◆ **TASK STATEMENT**
Copy out all of the entries, keeping every word the same.

◆ **INFORMATION GIVEN**

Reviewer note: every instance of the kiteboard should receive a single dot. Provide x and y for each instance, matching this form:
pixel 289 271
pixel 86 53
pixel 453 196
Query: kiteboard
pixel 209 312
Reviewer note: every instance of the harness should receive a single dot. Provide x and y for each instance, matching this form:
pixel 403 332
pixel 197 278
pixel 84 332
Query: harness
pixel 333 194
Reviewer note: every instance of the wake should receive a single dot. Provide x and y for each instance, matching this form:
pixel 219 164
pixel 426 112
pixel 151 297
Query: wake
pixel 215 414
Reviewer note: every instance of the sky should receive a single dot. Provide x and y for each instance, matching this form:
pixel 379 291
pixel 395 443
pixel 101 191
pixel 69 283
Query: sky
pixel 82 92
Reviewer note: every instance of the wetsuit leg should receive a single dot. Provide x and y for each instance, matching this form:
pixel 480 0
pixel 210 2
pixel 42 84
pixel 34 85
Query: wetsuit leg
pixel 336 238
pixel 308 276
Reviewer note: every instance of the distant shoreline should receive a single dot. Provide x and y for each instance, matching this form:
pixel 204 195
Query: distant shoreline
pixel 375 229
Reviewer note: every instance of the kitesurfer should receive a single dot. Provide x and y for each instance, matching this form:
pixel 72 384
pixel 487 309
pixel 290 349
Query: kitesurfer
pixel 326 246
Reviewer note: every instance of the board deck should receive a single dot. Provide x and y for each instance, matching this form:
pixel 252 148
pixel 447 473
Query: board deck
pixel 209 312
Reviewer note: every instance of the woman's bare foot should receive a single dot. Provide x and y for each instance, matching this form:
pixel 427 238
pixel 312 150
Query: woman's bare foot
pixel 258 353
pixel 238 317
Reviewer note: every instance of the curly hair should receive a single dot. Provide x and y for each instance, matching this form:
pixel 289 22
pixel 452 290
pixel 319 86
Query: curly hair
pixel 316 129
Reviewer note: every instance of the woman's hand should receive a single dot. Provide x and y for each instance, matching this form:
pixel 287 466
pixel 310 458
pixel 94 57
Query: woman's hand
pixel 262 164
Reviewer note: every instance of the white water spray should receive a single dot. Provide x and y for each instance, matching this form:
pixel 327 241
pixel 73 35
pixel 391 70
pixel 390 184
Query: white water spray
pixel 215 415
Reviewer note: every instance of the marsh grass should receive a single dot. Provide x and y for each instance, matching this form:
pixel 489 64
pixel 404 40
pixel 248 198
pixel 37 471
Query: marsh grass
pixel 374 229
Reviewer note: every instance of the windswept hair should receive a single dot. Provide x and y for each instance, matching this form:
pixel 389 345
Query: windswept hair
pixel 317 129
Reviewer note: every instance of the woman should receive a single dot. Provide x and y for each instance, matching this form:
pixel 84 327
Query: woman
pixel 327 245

◆ **SOLUTION FOR THIS TASK**
Reviewer note: every instance of the kiteboard should receive a single dot. Provide x and y for each instance, matching this form:
pixel 289 271
pixel 86 53
pixel 453 196
Query: kiteboard
pixel 209 312
Reviewer note: every instance of the harness should receive a single dot. Provide x and y for each instance, matching this form:
pixel 403 332
pixel 197 278
pixel 84 332
Query: harness
pixel 333 194
Reviewer note: every instance of the wake should receive a single dot. Provide x and y for each instance, matching this form:
pixel 219 164
pixel 426 112
pixel 151 297
Query: wake
pixel 215 414
Reviewer note: every instance of the sky should receive a single dot. Provide x and y for each instance, matching this form:
pixel 379 291
pixel 395 443
pixel 101 191
pixel 69 283
Query: sky
pixel 82 92
Reviewer note: every instance of the wetsuit leg should receive a single dot. Provide x and y for each instance, matching this form:
pixel 480 0
pixel 210 2
pixel 42 84
pixel 34 85
Query: wetsuit leg
pixel 336 238
pixel 308 276
Reviewer note: every instance of the distant shoreline should receive a single dot. Provide x and y for each instance, matching this form:
pixel 204 195
Query: distant shoreline
pixel 375 229
Reviewer note: every instance of the kitesurfer should receive a single dot. Provide x and y for each instance, matching this form:
pixel 72 384
pixel 487 309
pixel 290 349
Query: kitesurfer
pixel 326 246
Reviewer note: every instance of the board deck should receive a single dot. Provide x and y for each instance, matching this form:
pixel 252 148
pixel 447 473
Query: board deck
pixel 209 312
Reviewer note: every instance of the woman's bare foot should receive a single dot. Provide x and y for each instance, matching this form:
pixel 427 238
pixel 312 150
Query: woman's bare foot
pixel 258 353
pixel 238 317
Reviewer note: every instance of the curly hair should receive a single dot. Provide x and y for each instance, matching this form:
pixel 289 22
pixel 452 290
pixel 319 86
Query: curly hair
pixel 316 129
Reviewer note: every instance of the woman's hand should receive a single dot. Provide x and y for each instance, matching this form:
pixel 287 466
pixel 310 458
pixel 94 57
Query: woman's hand
pixel 262 164
Reviewer note: every instance of the white water spray should receive a single dot. Provide x and y for each instance, matching this form:
pixel 327 241
pixel 73 35
pixel 391 70
pixel 390 184
Query: white water spray
pixel 215 415
Reviewer note: every instance of the marsh grass should receive a single dot. Provide x and y for each instance, matching this form:
pixel 489 64
pixel 404 40
pixel 248 198
pixel 37 471
Query: marsh grass
pixel 374 229
Reviewer note: every instance of the windswept hair should receive a single dot. Provide x and y for each instance, matching this form:
pixel 389 345
Query: windswept hair
pixel 317 129
Reviewer note: every instance of the woman should receive a single dot. Provide x and y for each instance, matching this form:
pixel 84 327
Query: woman
pixel 327 245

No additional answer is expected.